### [Task goal]
Update the data from the line that has "Task: Locate every instance of chunky" through the line that has "[211,376,254,404]" by replacing "woman's" with "person's", leaving everything else unchanged, and return only those lines.

(Items listed in a dataset)
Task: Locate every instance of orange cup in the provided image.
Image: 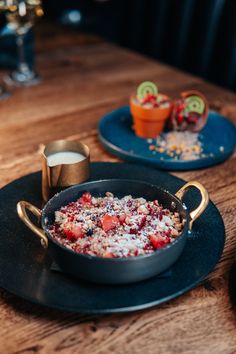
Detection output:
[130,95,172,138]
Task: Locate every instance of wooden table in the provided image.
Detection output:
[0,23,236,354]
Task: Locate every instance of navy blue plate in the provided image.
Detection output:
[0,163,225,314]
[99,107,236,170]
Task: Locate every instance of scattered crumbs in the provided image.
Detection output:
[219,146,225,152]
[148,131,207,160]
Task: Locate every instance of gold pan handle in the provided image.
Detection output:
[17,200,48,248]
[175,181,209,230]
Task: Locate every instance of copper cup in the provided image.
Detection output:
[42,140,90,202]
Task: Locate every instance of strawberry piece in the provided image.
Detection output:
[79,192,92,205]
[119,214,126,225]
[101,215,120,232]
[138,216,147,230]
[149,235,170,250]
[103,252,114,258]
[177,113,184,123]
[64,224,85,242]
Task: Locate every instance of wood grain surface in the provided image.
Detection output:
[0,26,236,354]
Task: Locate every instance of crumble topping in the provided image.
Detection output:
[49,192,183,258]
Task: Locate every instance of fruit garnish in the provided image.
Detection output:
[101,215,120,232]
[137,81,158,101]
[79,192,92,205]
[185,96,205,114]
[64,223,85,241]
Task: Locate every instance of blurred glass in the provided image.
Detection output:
==
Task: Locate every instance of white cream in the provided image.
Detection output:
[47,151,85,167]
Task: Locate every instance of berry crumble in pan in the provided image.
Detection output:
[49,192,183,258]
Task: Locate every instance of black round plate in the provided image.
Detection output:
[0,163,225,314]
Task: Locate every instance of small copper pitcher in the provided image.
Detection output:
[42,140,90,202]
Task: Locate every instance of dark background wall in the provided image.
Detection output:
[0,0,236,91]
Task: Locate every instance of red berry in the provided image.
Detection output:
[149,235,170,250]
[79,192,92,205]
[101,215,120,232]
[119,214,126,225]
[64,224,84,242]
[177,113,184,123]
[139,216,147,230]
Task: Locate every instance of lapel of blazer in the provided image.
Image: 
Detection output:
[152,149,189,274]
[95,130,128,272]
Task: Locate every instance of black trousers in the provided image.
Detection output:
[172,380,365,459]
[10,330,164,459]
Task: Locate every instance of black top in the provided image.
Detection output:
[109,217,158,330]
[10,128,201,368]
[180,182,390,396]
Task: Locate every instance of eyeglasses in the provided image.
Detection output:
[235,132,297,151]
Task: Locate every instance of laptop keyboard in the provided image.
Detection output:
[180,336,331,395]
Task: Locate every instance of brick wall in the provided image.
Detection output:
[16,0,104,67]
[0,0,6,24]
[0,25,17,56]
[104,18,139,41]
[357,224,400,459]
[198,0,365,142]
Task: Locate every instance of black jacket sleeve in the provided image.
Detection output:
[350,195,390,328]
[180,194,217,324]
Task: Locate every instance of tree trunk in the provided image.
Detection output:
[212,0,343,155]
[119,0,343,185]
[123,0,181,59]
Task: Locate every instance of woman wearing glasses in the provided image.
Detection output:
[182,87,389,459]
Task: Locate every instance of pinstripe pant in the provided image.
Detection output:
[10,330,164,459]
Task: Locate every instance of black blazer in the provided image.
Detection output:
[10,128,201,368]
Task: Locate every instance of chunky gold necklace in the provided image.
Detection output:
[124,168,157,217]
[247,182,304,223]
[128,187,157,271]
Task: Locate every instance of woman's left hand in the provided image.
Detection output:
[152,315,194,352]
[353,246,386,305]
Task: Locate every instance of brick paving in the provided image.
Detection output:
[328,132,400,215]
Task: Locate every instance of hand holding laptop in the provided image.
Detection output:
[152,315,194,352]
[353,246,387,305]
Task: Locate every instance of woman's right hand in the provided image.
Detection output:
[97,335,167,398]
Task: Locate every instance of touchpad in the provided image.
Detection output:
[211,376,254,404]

### [Solution for this problem]
Task: Locate every instance of chunky gold necklace in the provided image.
Detection output:
[124,168,157,217]
[247,182,304,223]
[128,187,157,271]
Task: Locate every instance of person's left hand in the provided image.
Detection output:
[152,315,194,352]
[353,246,386,305]
Task: Locate every instance of brick paving in the provided image.
Detection output:
[328,132,400,215]
Task: Locate every instance of hand holding laptop in the provided image.
Detection output:
[152,315,194,352]
[353,246,387,305]
Task: Locate every instance of person's right hand in the provided image.
Detection output:
[97,335,167,398]
Task: Locate every instance of touchpad in the provided image.
Detection output:
[211,376,254,404]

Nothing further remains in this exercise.